礼拝メッセージの要約
(教会員のメモに見る説教の内容)

 
聖書の言葉は旧新約聖書・新改訳聖書(著作権・日本聖書刊行会)によります。
 
2007年3月4日
 
「弱さを助けて下さる御霊」
ローマ書連講(25)
 
竿代 照夫牧師
 
ローマ人への手紙8章26-30節
 
 
[中心聖句]
 
 26  御霊も同じようにして、弱い私たちを助けてくださいます。
(ローマ8章26節)

 
聖書テキスト
 
 
26 御霊も同じようにして、弱い私たちを助けてくださいます。私たちは、どのように祈ったらよいかわからないのですが、御霊ご自身が、言いようもない深いうめきによって、私たちのためにとりなしてくださいます。 27人間の心を探り窮める方は、御霊の思いが何かをよく知っておられます。なぜなら、御霊は、神のみこころに従って、聖徒のためにとりなしをしてくださるからです。
28神を愛する人々、すなわち、神のご計画に従って召された人々のためには、神がすべてのことを働かせて益としてくださることを、私たちは知っています。 29なぜなら、神は、あらかじめ知っておられる人々を、御子のかたちと同じ姿にあらかじめ定められたからです。それは、御子が多くの兄弟たちの中で長子となられるためです。 30神はあらかじめ定めた人々をさらに召し、召した人々をさらに義と認め、義と認めた人々にはさらに栄光をお与えになりました。
 
はじめに
 
 
1. 前回は、「私たちは、この望みによって救われているのです。」(ローマ8:24)を中心に、「クリスチャンの希望」について学びました。特に、パウロの強調点として、苦しみの中にこそ希望があるのだという、いわば逆転発想に注目しました。その苦しみは、自然界全体の苦しみであり、キリスト者の苦しみでもあります。

2.今日は、その苦しみを共に担い給う御霊についての考察に入ります。
 
A.御霊の助け(26-27節)
 
 
26 御霊も同じようにして、弱い私たちを助けてくださいます。私たちは、どのように祈ったらよいかわからないのですが、御霊ご自身が、言いようもない深いうめきによって、私たちのためにとりなしてくださいます。27 人間の心を探り窮める方は、御霊の思いが何かをよく知っておられます。なぜなら、御霊は、神のみこころに従って、聖徒のためにとりなしをしてくださるからです。
 
1.「同じうめき」

*作業の指示*.
[a] 次の(i)〜(iii)が本文の内容に合っているかどうかを、それぞれ「はい」か「いいえ」で答え、判断の根拠となる本文の語句をそのまま引用してください。(i) この説教は2007年3月4日のものである。(ii) 聖書の言葉は口語訳聖書から引かれている。(iii) 前回は「クリスチャンの希望」について学んだ。
[b] 本文のうち、「1. 前回は、「私たちは、こ」を含む語句で始まり「スト者の苦しみでもあります。」で終わる部分を、一字も変えずに書き写してください。

*データ抜粋*.
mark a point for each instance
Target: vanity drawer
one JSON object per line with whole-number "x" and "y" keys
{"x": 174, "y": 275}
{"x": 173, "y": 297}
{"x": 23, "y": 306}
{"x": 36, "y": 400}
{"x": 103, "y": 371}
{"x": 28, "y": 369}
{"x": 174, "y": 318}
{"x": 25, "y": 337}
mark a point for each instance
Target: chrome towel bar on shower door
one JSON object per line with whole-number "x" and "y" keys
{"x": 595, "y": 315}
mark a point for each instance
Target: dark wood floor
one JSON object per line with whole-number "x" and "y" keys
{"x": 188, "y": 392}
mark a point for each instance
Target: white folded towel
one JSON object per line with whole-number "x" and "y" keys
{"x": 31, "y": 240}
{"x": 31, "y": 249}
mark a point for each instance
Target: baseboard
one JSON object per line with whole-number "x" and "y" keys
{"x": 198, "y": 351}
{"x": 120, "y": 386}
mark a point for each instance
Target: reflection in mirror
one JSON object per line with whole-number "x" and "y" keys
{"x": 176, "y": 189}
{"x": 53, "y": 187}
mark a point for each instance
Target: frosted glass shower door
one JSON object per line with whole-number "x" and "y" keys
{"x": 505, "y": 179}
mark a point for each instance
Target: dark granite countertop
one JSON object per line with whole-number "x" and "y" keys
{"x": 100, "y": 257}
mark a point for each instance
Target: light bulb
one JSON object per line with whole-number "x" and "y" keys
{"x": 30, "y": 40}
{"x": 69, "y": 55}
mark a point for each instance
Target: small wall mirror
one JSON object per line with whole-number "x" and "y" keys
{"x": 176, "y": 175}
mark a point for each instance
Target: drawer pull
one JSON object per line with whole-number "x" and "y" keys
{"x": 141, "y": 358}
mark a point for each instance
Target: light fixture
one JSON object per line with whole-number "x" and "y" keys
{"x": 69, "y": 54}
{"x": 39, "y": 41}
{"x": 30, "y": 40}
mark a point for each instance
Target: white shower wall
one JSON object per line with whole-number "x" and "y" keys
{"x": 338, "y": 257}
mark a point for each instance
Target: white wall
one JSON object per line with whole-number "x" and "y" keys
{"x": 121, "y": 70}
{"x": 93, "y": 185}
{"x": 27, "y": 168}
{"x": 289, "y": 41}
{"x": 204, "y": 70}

*解答例*.
[a]
(i) はい。「2007年3月4日」
(ii) いいえ。「聖書の言葉は旧新約聖書・新改訳聖書(著作権・日本聖書刊行会)によります。」
(iii) はい。「「クリスチャンの希望」について学びました」

[b]
1. 前回は、「私たちは、この望みによって救われているのです。」(ローマ8:24)を中心に、「クリスチャンの希望」について学びました。特に、パウロの強調点として、苦しみの中にこそ希望があるのだという、いわば逆転発想に注目しました。その苦しみは、自然界全体の苦しみであり、キリスト者の苦しみでもあります。